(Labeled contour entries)
* BEGIN *

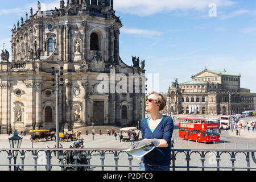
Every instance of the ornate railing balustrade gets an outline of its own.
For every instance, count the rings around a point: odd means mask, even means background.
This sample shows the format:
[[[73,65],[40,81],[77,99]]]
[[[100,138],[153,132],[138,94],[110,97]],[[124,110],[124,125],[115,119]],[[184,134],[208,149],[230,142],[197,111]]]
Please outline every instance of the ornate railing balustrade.
[[[69,152],[72,154],[66,155],[68,151],[72,151]],[[255,152],[250,150],[174,150],[171,154],[170,170],[255,170]],[[86,164],[80,162],[81,156],[86,159]],[[1,171],[13,171],[17,166],[22,171],[80,170],[81,167],[93,171],[138,171],[140,162],[126,152],[114,149],[0,148],[0,159]],[[68,163],[67,159],[69,161]]]

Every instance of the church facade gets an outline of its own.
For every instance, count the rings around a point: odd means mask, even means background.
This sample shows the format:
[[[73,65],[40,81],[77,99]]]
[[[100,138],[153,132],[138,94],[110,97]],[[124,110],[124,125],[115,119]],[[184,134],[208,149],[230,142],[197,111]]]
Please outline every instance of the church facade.
[[[60,75],[59,118],[65,131],[95,125],[134,125],[143,117],[144,65],[120,58],[119,29],[113,0],[60,1],[54,10],[38,10],[14,25],[11,61],[2,51],[0,63],[0,131],[55,129],[56,78]],[[120,88],[120,78],[105,82],[102,75],[119,74],[133,89]],[[129,75],[141,81],[135,83]],[[112,80],[113,81],[113,80]],[[129,82],[130,85],[131,83]],[[121,85],[121,89],[123,85]],[[104,91],[102,92],[102,90]]]
[[[256,93],[240,87],[241,75],[205,69],[192,81],[169,88],[170,112],[174,114],[242,114],[255,110]],[[229,100],[230,98],[230,100]],[[229,103],[230,101],[230,103]]]

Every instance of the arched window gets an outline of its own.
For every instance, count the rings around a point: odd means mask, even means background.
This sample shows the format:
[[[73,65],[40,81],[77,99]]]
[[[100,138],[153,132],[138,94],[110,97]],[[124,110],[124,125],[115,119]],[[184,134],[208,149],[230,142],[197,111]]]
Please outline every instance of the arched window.
[[[186,108],[186,114],[189,113],[189,108],[188,107],[187,107]]]
[[[54,40],[51,38],[48,40],[48,51],[53,52],[54,51]]]
[[[51,123],[52,122],[52,107],[50,106],[47,106],[46,107],[45,110],[45,122],[47,123]]]
[[[127,119],[127,107],[126,106],[123,106],[122,107],[122,119]]]
[[[90,35],[90,50],[100,51],[98,45],[98,36],[96,33],[92,33]]]
[[[202,114],[205,114],[205,107],[203,107],[202,108]]]
[[[196,97],[196,102],[199,102],[200,101],[200,98],[199,97]]]
[[[188,97],[186,98],[186,102],[189,102],[189,98]]]

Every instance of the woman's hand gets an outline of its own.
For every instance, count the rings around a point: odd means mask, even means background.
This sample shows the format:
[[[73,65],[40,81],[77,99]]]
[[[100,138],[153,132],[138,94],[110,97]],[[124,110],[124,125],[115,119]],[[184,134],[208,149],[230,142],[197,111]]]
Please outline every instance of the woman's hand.
[[[159,139],[160,140],[160,145],[158,147],[158,148],[167,148],[169,146],[166,140],[163,139]]]

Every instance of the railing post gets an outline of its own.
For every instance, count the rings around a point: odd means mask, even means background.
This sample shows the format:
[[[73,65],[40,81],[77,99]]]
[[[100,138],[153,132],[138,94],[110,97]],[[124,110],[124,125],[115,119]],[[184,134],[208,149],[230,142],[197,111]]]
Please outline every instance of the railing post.
[[[117,151],[115,152],[115,156],[114,157],[114,159],[115,160],[115,171],[118,171],[118,155],[117,155]]]
[[[9,159],[9,171],[11,171],[11,158],[13,158],[13,156],[11,155],[11,151],[9,150],[9,152],[8,152],[8,156],[7,158]]]
[[[20,159],[22,160],[22,170],[24,171],[24,159],[25,159],[25,154],[24,152],[24,150],[22,150]]]
[[[74,151],[74,157],[73,158],[73,159],[75,160],[75,171],[77,171],[77,151]]]
[[[172,151],[172,154],[171,156],[171,160],[172,161],[172,171],[175,171],[175,151]]]
[[[132,169],[132,167],[131,167],[131,160],[133,159],[133,156],[131,155],[129,155],[129,157],[128,157],[128,160],[129,160],[129,165],[130,165],[130,167],[129,167],[129,170],[130,171],[131,171],[133,169]]]
[[[88,155],[86,156],[86,160],[88,163],[89,171],[90,171],[90,159],[92,159],[92,156],[90,156],[90,151],[88,151]]]
[[[47,150],[46,151],[46,161],[47,161],[47,163],[46,163],[46,171],[51,171],[52,169],[52,166],[51,165],[51,151],[49,150]]]
[[[190,156],[189,156],[189,152],[187,151],[187,155],[186,155],[186,160],[187,160],[187,169],[188,171],[189,171],[189,161],[190,161]]]
[[[204,162],[205,161],[205,156],[204,156],[204,152],[202,152],[200,160],[202,162],[202,171],[204,171]]]
[[[105,155],[104,155],[104,151],[102,150],[101,151],[101,165],[102,166],[101,167],[101,171],[104,171],[104,160],[105,159]]]
[[[36,150],[32,151],[32,153],[34,155],[33,159],[35,160],[35,171],[36,171],[36,165],[37,165],[37,159],[38,159],[38,156],[36,153]]]
[[[217,162],[217,171],[220,171],[220,152],[217,152],[216,162]]]
[[[58,151],[58,152],[59,152],[59,151]],[[61,151],[60,151],[60,155],[59,159],[60,159],[60,161],[61,162],[61,165],[62,165],[62,166],[61,167],[61,171],[64,171],[64,166],[63,166],[63,165],[64,165],[64,162],[63,162],[63,160],[64,160],[64,152],[63,152],[63,150],[61,150]]]
[[[236,161],[236,158],[234,152],[232,152],[231,154],[230,160],[232,162],[232,171],[234,171],[234,162]]]
[[[247,171],[250,171],[250,152],[247,152],[246,160],[247,162]]]

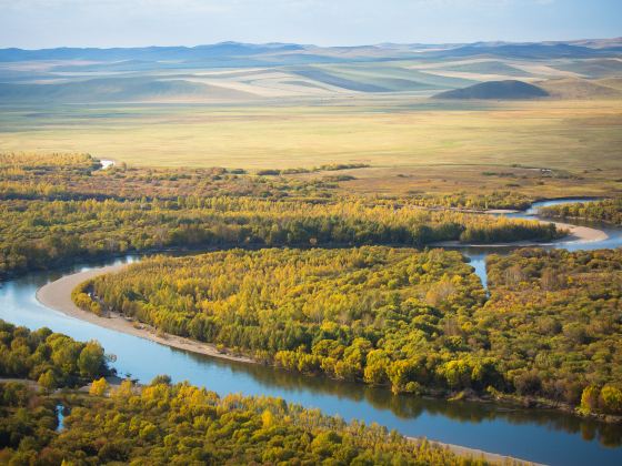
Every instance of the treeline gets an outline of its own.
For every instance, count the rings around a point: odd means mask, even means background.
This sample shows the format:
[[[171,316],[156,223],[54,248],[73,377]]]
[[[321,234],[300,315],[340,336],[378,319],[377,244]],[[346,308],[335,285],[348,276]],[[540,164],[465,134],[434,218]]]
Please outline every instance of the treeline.
[[[315,246],[549,240],[538,222],[362,201],[328,204],[185,196],[136,201],[0,203],[0,277],[93,257],[164,247]]]
[[[229,251],[146,260],[79,303],[291,371],[622,414],[622,251],[520,250],[488,269],[486,301],[457,252]]]
[[[243,170],[151,169],[101,164],[88,154],[0,153],[0,200],[175,200],[194,196],[300,199],[334,195],[335,183],[247,175]]]
[[[0,377],[28,378],[52,389],[107,374],[98,342],[77,342],[49,328],[31,332],[0,320]]]
[[[458,192],[451,194],[419,194],[413,193],[409,202],[427,207],[473,209],[513,209],[523,211],[534,199],[516,191],[492,191],[490,193]]]
[[[622,251],[491,255],[473,315],[518,394],[622,414]]]
[[[579,219],[622,225],[622,197],[552,205],[541,207],[539,214],[551,219]]]
[[[288,175],[288,174],[299,174],[299,173],[313,173],[313,172],[337,172],[340,170],[352,170],[352,169],[367,169],[371,165],[368,163],[328,163],[324,165],[313,166],[312,169],[262,169],[258,170],[258,175]]]
[[[54,430],[53,398],[0,384],[0,462],[149,465],[484,465],[375,424],[350,424],[269,397],[228,395],[165,376],[109,396],[66,395]],[[32,408],[37,406],[36,408]]]
[[[453,388],[445,327],[484,301],[471,270],[442,250],[235,250],[147,260],[74,297],[288,369],[420,392]],[[465,362],[474,386],[501,379],[492,361]]]

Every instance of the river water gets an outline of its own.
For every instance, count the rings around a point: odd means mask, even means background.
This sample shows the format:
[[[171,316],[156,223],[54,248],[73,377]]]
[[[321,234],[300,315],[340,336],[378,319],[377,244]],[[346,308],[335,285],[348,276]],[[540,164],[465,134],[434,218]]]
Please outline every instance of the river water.
[[[576,200],[573,200],[576,201]],[[538,205],[535,205],[538,206]],[[521,213],[521,216],[532,215]],[[516,215],[518,216],[518,215]],[[559,243],[555,247],[600,249],[622,245],[622,230],[592,243]],[[495,253],[504,250],[494,249]],[[464,249],[485,284],[486,249]],[[358,418],[394,428],[409,436],[462,445],[551,465],[622,464],[622,426],[581,419],[555,411],[531,411],[472,402],[447,402],[393,395],[384,388],[308,377],[271,367],[242,364],[169,348],[69,317],[41,305],[37,290],[69,273],[127,263],[136,256],[64,271],[32,273],[0,285],[0,318],[29,328],[48,326],[77,340],[98,340],[117,355],[119,375],[149,382],[158,374],[189,381],[219,394],[278,396],[345,419]]]

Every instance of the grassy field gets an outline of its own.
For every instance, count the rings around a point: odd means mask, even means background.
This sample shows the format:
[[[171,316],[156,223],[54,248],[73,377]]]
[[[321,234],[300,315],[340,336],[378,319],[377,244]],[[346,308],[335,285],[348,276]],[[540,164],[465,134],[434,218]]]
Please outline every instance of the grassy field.
[[[573,171],[621,165],[620,100],[486,108],[423,102],[6,109],[0,150],[90,152],[136,165],[244,169],[333,162],[380,168],[522,164]]]

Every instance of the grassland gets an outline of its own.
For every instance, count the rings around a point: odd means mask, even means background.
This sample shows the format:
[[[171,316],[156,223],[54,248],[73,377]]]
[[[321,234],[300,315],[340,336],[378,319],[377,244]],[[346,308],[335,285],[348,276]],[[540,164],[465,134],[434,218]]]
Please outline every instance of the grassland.
[[[157,52],[174,62],[139,49],[91,50],[89,63],[80,50],[61,61],[54,51],[38,59],[22,51],[22,61],[0,53],[0,152],[250,171],[364,163],[371,166],[341,172],[355,179],[340,185],[373,194],[621,192],[615,48],[566,57],[545,44],[269,47],[260,54],[251,47],[241,58],[247,48],[234,44],[224,62],[207,49]],[[429,99],[499,79],[534,83],[551,97]]]
[[[420,103],[420,107],[418,107]],[[87,151],[136,165],[619,166],[622,100],[327,107],[123,105],[2,112],[2,151]]]
[[[564,195],[571,186],[580,195],[622,188],[616,99],[54,105],[6,109],[0,119],[3,152],[86,151],[132,165],[250,170],[361,162],[372,166],[352,171],[357,180],[345,184],[370,192]]]

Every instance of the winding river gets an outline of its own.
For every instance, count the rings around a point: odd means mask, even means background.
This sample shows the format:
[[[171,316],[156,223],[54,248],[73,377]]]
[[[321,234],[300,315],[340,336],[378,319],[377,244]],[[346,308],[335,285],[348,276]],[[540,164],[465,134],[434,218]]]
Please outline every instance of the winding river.
[[[576,200],[572,200],[576,202]],[[556,201],[569,202],[569,201]],[[536,203],[513,216],[536,217]],[[550,205],[550,203],[549,203]],[[596,242],[559,242],[545,247],[588,250],[622,245],[622,229],[605,229],[609,237]],[[493,250],[462,247],[485,285],[485,255]],[[622,426],[555,411],[531,411],[473,402],[447,402],[393,395],[362,384],[308,377],[255,364],[173,350],[137,336],[80,321],[40,304],[39,287],[76,272],[138,260],[128,255],[99,264],[74,265],[63,271],[31,273],[0,284],[0,318],[30,328],[48,326],[77,340],[98,340],[114,355],[120,375],[149,382],[158,374],[190,381],[219,394],[270,395],[345,419],[363,419],[409,436],[462,445],[551,465],[622,464]]]

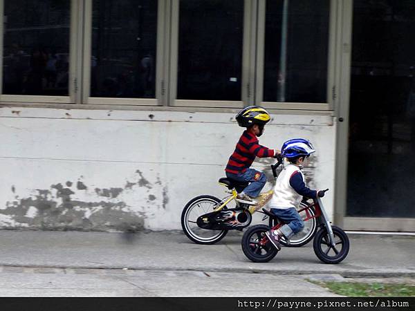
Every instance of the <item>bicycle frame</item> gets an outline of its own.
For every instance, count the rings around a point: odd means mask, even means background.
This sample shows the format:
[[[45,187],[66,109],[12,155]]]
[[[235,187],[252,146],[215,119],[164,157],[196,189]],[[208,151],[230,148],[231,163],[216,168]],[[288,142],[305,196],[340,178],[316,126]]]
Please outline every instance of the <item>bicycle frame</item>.
[[[320,198],[317,198],[313,199],[313,201],[314,202],[313,202],[313,204],[310,204],[310,205],[307,205],[306,207],[303,207],[302,209],[299,209],[297,211],[298,211],[298,213],[300,213],[303,211],[306,211],[306,217],[305,219],[303,220],[303,221],[307,221],[307,220],[309,220],[310,219],[317,218],[319,217],[321,218],[321,220],[323,223],[323,225],[324,225],[326,227],[326,228],[327,229],[327,231],[329,232],[329,238],[330,239],[330,244],[331,245],[331,246],[335,247],[335,243],[334,242],[334,236],[333,234],[333,229],[331,229],[331,224],[330,223],[330,219],[329,218],[329,215],[326,212],[326,210],[324,209],[324,207],[323,206],[322,199]],[[310,214],[310,212],[308,211],[309,209],[313,207],[315,207],[315,211],[314,216],[312,216]],[[265,214],[264,212],[262,212],[262,213]],[[266,214],[265,214],[266,215]],[[282,223],[279,223],[279,224],[276,225],[275,226],[273,227],[273,229],[275,230],[276,229],[278,229],[283,225],[284,224],[282,224]],[[264,238],[267,238],[264,237]]]
[[[223,186],[226,187],[226,185],[222,184],[221,182],[219,182],[219,185],[223,185]],[[213,210],[213,211],[219,211],[221,210],[223,207],[225,207],[226,206],[226,205],[228,203],[229,203],[232,200],[234,200],[237,195],[238,195],[238,193],[237,192],[237,191],[234,189],[232,189],[232,195],[230,196],[230,197],[228,200],[226,200],[223,203],[222,203],[221,205],[219,205],[218,207],[214,209]]]

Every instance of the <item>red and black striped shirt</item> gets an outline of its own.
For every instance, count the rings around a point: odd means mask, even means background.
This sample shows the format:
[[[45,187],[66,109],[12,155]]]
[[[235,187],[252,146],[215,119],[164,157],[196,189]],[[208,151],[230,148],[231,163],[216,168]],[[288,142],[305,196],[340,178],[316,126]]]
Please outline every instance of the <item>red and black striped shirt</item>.
[[[244,131],[237,144],[235,151],[229,158],[225,171],[234,174],[243,173],[251,166],[255,157],[272,158],[274,153],[273,149],[261,146],[254,134]]]

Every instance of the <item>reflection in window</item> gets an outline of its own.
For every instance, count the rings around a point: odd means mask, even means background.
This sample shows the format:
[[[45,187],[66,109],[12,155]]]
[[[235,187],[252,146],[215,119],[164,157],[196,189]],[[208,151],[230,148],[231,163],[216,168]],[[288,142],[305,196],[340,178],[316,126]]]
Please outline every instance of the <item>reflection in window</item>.
[[[327,102],[329,3],[266,1],[264,102]]]
[[[180,1],[177,99],[241,100],[243,0]]]
[[[5,1],[3,94],[68,95],[70,5]]]
[[[415,218],[415,3],[353,2],[347,214]]]
[[[94,0],[91,96],[154,98],[157,1]]]

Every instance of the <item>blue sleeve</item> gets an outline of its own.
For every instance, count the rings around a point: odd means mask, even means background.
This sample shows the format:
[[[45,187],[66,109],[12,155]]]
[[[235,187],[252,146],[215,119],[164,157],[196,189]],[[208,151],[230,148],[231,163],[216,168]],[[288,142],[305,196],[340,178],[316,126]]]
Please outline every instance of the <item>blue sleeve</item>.
[[[306,198],[317,198],[317,190],[311,190],[304,183],[302,176],[299,172],[294,173],[290,178],[290,185],[295,191]]]

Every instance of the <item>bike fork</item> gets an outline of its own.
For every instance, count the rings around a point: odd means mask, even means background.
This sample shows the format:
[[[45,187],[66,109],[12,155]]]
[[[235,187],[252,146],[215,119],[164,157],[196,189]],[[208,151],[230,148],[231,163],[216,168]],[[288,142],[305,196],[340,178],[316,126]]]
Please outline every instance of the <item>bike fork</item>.
[[[329,232],[329,238],[330,239],[330,244],[334,247],[335,246],[335,243],[334,242],[334,235],[333,234],[333,229],[331,229],[331,224],[330,223],[329,215],[327,215],[324,207],[323,207],[323,203],[322,202],[322,200],[320,198],[317,198],[317,202],[318,203],[320,210],[322,211],[321,217],[323,218],[323,225],[326,227],[326,228],[327,229],[327,232]]]

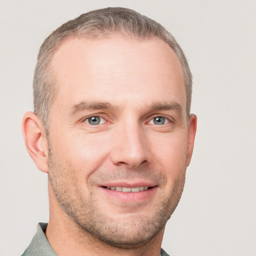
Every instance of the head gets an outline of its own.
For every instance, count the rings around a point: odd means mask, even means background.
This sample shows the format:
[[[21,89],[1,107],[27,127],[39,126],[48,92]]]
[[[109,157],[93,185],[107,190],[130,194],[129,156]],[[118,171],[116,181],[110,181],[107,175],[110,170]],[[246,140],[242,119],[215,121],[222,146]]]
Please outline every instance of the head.
[[[50,210],[60,210],[52,216],[122,248],[162,236],[196,124],[191,74],[172,36],[131,10],[92,12],[46,40],[34,78],[38,118],[26,114],[24,134],[48,173]]]
[[[186,112],[188,118],[192,75],[186,56],[173,36],[161,24],[134,10],[110,8],[90,12],[68,22],[52,32],[42,44],[33,82],[34,108],[46,132],[50,119],[50,107],[58,89],[50,66],[54,54],[69,38],[97,39],[111,37],[116,34],[140,40],[157,38],[172,49],[183,71],[186,97]]]

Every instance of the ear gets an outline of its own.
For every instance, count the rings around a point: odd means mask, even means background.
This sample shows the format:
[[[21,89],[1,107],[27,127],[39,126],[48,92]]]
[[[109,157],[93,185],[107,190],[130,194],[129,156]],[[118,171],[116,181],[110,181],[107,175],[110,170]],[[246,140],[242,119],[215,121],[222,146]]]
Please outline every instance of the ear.
[[[186,166],[188,167],[190,163],[193,148],[194,147],[194,137],[196,132],[197,118],[195,114],[190,116],[189,126],[188,132],[188,148],[186,150]]]
[[[32,112],[24,115],[22,132],[26,149],[38,166],[48,173],[48,142],[44,126],[39,118]]]

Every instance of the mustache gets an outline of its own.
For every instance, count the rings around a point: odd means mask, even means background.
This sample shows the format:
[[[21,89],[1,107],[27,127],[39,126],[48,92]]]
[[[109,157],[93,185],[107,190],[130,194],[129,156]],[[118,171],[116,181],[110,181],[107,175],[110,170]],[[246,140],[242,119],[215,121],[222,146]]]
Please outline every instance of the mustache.
[[[98,170],[92,174],[89,179],[92,184],[114,180],[144,180],[156,184],[163,184],[166,182],[165,176],[161,172],[146,168]]]

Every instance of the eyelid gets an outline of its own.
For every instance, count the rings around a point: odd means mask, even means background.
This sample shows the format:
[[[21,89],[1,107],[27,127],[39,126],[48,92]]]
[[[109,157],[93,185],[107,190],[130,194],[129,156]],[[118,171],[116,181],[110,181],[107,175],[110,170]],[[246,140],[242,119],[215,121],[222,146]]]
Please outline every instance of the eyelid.
[[[164,116],[164,114],[155,114],[150,118],[150,120],[146,122],[146,124],[150,124],[150,122],[151,121],[152,121],[154,118],[165,118],[166,120],[168,120],[168,122],[166,122],[165,124],[168,124],[172,123],[174,122],[174,118],[172,118],[170,116]]]
[[[86,118],[83,118],[81,120],[81,122],[85,122],[86,124],[88,124],[89,126],[98,126],[100,124],[110,124],[110,122],[108,121],[107,120],[107,119],[106,118],[104,118],[102,116],[103,116],[103,114],[99,114],[99,113],[97,113],[96,114],[90,114],[90,116],[86,116]],[[104,122],[102,123],[102,124],[97,124],[97,125],[92,125],[92,124],[90,124],[88,120],[90,118],[92,118],[92,117],[97,117],[97,118],[100,118],[102,120],[104,120]],[[101,122],[101,121],[100,121]]]

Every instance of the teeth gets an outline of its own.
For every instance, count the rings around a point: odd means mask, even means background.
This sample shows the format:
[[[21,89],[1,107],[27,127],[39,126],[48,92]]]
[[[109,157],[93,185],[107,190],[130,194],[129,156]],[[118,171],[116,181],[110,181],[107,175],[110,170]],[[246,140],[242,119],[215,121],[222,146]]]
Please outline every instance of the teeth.
[[[136,186],[136,188],[126,188],[125,186],[107,186],[108,190],[116,190],[122,192],[139,192],[148,188],[148,186]]]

* END *

PROBLEM DESCRIPTION:
Repeat only the stretch of lines starting at the one containing "Every instance of the teeth gets" and running to the final line of the entries above.

ANSWER TO THIS TASK:
Every instance of the teeth gets an outline of its own.
For every instance, count the rings around a point: odd means mask, even means background.
This sample shows the format:
[[[21,89],[1,107],[27,127],[39,126],[48,92]]]
[[[109,157],[93,185],[107,190],[130,194],[129,156]],[[118,171],[116,181],[110,181],[107,175],[110,170]],[[246,140],[242,119],[215,121],[222,146]]]
Please outline every instance of the teeth.
[[[136,186],[136,188],[126,188],[125,186],[107,186],[108,190],[116,190],[122,192],[139,192],[148,188],[148,186]]]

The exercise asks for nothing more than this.